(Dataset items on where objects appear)
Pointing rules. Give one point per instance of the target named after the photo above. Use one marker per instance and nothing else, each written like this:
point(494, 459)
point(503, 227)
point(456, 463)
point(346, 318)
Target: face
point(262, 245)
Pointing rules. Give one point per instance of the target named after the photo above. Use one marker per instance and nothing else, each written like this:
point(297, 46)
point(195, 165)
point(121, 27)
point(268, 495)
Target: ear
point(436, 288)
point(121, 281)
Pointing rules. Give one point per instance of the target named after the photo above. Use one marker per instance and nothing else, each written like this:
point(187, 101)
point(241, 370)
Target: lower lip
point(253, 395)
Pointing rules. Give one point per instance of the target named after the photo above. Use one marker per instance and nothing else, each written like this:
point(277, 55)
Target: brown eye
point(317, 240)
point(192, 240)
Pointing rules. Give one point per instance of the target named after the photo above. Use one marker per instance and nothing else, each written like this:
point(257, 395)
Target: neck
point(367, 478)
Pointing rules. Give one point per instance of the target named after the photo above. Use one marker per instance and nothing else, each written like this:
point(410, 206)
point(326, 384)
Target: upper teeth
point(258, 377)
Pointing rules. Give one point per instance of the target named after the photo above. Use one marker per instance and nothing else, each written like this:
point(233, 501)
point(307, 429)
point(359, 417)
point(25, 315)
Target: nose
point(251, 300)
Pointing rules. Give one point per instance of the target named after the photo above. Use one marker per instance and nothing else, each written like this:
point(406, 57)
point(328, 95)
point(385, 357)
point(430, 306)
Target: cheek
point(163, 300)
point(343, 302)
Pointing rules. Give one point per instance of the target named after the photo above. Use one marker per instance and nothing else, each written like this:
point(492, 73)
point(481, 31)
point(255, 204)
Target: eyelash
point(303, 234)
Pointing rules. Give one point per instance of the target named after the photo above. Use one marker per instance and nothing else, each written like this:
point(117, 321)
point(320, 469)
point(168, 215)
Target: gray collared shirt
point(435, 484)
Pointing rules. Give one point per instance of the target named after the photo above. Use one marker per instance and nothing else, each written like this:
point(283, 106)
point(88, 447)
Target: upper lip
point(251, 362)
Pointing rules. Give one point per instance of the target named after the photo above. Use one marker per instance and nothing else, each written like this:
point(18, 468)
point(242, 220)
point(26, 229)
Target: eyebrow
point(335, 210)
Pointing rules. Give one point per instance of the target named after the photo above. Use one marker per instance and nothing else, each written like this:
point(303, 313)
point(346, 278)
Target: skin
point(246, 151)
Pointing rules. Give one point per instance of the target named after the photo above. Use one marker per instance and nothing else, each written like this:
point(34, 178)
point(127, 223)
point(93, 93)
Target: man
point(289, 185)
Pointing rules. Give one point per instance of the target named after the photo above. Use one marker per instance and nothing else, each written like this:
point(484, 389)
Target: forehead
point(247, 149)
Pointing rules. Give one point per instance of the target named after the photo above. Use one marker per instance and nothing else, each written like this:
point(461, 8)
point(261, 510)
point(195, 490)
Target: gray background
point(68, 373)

• [Do this] Recast every item above as a JSON list of strings, with one string per line and blank lines left out.

• [Answer to this exercise]
[
  "Pointing rules. Give one point per instance of the target named after the photo above. Use one marker per instance and nothing else, each written like this:",
  "point(494, 459)",
  "point(503, 227)",
  "point(456, 463)",
  "point(346, 318)",
  "Target: face",
  "point(262, 245)",
  "Pointing rules. Give one point per instance of the target named after the photo above. Use one marker per instance and nothing else, each written like this:",
  "point(297, 46)",
  "point(195, 165)",
  "point(121, 27)",
  "point(268, 495)",
  "Target: ear",
  "point(436, 288)",
  "point(121, 281)",
  "Pointing rules. Give one point per instance of the target named after the photo above. Use one marker per instance and nothing else, each written like this:",
  "point(187, 101)",
  "point(241, 370)",
  "Target: lower lip",
  "point(253, 395)",
  "Pointing rules. Give one point per instance of the target named after the photo above. Use one marker per instance and nothing else, each written like this:",
  "point(277, 55)",
  "Target: brown eye",
  "point(317, 240)",
  "point(192, 240)",
  "Pointing rules. Give one point per instance of the target named after the photo above. Use one marker per instance and nothing else, each written like this:",
  "point(257, 395)",
  "Target: neck",
  "point(367, 478)",
  "Pointing rules. Give one point per instance of the target named after the photo above. Use one marker per instance and nothing else, each written like this:",
  "point(410, 206)",
  "point(326, 384)",
  "Target: upper teeth",
  "point(258, 377)",
  "Pointing rules. Give one point per instance of the target named after the photo above. Use one marker per instance and nothing else, each written like this:",
  "point(233, 501)",
  "point(307, 429)",
  "point(359, 417)",
  "point(25, 315)",
  "Target: nose",
  "point(251, 300)",
  "Pointing rules. Give one point per instance of the target named after the photo above. Use one marker per instance and nothing else, each written like this:",
  "point(406, 57)",
  "point(328, 95)",
  "point(385, 357)",
  "point(430, 306)",
  "Target: cheek",
  "point(163, 300)",
  "point(343, 302)",
  "Pointing rules. Give one point per instance of the target named after the photo above. Use one marker per instance and nothing else, each written like this:",
  "point(492, 73)",
  "point(481, 31)",
  "point(255, 204)",
  "Target: eyelash",
  "point(303, 234)",
  "Pointing rules. Give one point per instance of the target named after the photo above. Use one marker per instance and nothing else, each written like this:",
  "point(117, 321)",
  "point(320, 469)",
  "point(168, 215)",
  "Target: gray collared shirt",
  "point(435, 484)",
  "Pointing rules. Give one point per instance of the target named after the photo above. Use one marker per instance and nothing else, each written like this:",
  "point(283, 106)",
  "point(88, 447)",
  "Target: upper lip",
  "point(251, 362)",
  "Pointing rules. Give one point per instance of the target named after the photo above. Use one marker per instance and nothing else, each written like this:",
  "point(18, 468)",
  "point(242, 220)",
  "point(26, 229)",
  "Target: eyebrow",
  "point(335, 210)",
  "Pointing rules. Give one point per instance of the target named after the photo above. Use one marker per instance and nothing else, each written like this:",
  "point(303, 313)",
  "point(346, 278)",
  "Target: skin",
  "point(246, 151)",
  "Pointing rules. Give one point per instance of the target named after the photo above. Use one marker per instance and nothing else, each written like this:",
  "point(34, 178)",
  "point(127, 223)",
  "point(93, 93)",
  "Target: man",
  "point(289, 185)",
  "Pointing rules. Give one point per instance of the target named after the photo above. Use one marker per instance and nothing else, each written like this:",
  "point(484, 389)",
  "Target: forehead",
  "point(247, 149)",
  "Pointing rules. Give one point per instance of the target named after the photo above. Use one marker per instance and nothing else, each written like this:",
  "point(461, 8)",
  "point(261, 510)",
  "point(195, 490)",
  "Target: gray background",
  "point(68, 373)"
]